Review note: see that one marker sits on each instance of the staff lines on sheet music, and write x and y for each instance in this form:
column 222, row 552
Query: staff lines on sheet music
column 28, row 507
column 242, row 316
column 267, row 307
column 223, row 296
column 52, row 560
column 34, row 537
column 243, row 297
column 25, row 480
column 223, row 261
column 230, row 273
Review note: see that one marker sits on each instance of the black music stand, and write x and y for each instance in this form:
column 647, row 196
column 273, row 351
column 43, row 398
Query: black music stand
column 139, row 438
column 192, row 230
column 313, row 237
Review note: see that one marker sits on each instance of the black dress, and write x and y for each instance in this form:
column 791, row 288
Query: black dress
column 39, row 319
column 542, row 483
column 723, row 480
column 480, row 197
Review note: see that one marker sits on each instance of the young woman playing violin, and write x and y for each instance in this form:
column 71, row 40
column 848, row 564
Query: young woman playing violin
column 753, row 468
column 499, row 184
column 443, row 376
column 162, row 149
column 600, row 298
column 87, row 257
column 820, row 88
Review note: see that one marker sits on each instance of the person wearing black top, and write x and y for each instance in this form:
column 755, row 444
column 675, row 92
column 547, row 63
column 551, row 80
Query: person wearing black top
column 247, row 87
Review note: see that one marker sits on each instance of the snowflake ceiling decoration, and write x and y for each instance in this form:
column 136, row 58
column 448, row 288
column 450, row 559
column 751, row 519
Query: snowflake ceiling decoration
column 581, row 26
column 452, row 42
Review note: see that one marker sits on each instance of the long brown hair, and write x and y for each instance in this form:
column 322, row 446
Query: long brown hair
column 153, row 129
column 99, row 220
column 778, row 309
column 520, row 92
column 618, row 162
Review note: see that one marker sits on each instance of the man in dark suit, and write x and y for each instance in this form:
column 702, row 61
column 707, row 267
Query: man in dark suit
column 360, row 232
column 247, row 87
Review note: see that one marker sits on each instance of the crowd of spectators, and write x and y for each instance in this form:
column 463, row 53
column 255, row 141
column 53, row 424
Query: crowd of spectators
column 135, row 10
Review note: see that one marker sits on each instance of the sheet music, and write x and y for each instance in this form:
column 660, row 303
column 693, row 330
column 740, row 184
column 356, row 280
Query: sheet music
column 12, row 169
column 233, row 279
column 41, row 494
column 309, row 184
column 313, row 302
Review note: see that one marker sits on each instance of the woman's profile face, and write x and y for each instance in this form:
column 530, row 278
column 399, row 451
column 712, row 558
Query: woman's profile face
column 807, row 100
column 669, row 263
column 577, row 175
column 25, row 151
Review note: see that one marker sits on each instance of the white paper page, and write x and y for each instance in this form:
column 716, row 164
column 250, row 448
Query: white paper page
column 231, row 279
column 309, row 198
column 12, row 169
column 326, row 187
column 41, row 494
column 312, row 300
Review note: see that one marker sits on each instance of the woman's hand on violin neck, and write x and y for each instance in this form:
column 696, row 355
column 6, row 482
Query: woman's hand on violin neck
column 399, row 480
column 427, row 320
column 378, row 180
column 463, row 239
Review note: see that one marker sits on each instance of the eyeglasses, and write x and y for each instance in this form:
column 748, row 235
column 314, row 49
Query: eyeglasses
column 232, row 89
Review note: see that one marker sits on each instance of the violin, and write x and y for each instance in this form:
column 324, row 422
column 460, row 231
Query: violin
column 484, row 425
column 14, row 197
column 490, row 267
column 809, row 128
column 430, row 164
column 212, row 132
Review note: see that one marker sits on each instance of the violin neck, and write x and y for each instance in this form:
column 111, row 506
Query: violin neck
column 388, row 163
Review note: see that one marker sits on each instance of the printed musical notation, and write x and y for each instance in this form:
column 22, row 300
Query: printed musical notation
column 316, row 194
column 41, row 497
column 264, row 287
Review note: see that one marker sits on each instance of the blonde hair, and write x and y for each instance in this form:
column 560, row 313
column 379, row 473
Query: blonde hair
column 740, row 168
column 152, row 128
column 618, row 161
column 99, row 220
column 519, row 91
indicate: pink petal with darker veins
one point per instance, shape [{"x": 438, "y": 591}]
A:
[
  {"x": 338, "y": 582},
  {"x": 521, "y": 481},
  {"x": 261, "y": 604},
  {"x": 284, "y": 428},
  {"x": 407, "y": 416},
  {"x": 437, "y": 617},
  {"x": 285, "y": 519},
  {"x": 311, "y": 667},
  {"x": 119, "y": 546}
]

··········

*Work to be completed*: From the line holding "Query: crowd of spectators" to the line holding "column 712, row 558", inclusive, restate each line above exactly as written.

*Task result*:
Query: crowd of spectators
column 135, row 10
Review note: see that one marker sits on each instance of the sheet music, and write x and y for each instance in this form:
column 660, row 303
column 693, row 330
column 740, row 184
column 356, row 280
Query: sheet music
column 12, row 169
column 233, row 279
column 41, row 494
column 309, row 184
column 313, row 302
Review note: see that one marker sits on each instance of the woman's profile face, and write x and y for each instance in this form:
column 530, row 278
column 399, row 451
column 712, row 558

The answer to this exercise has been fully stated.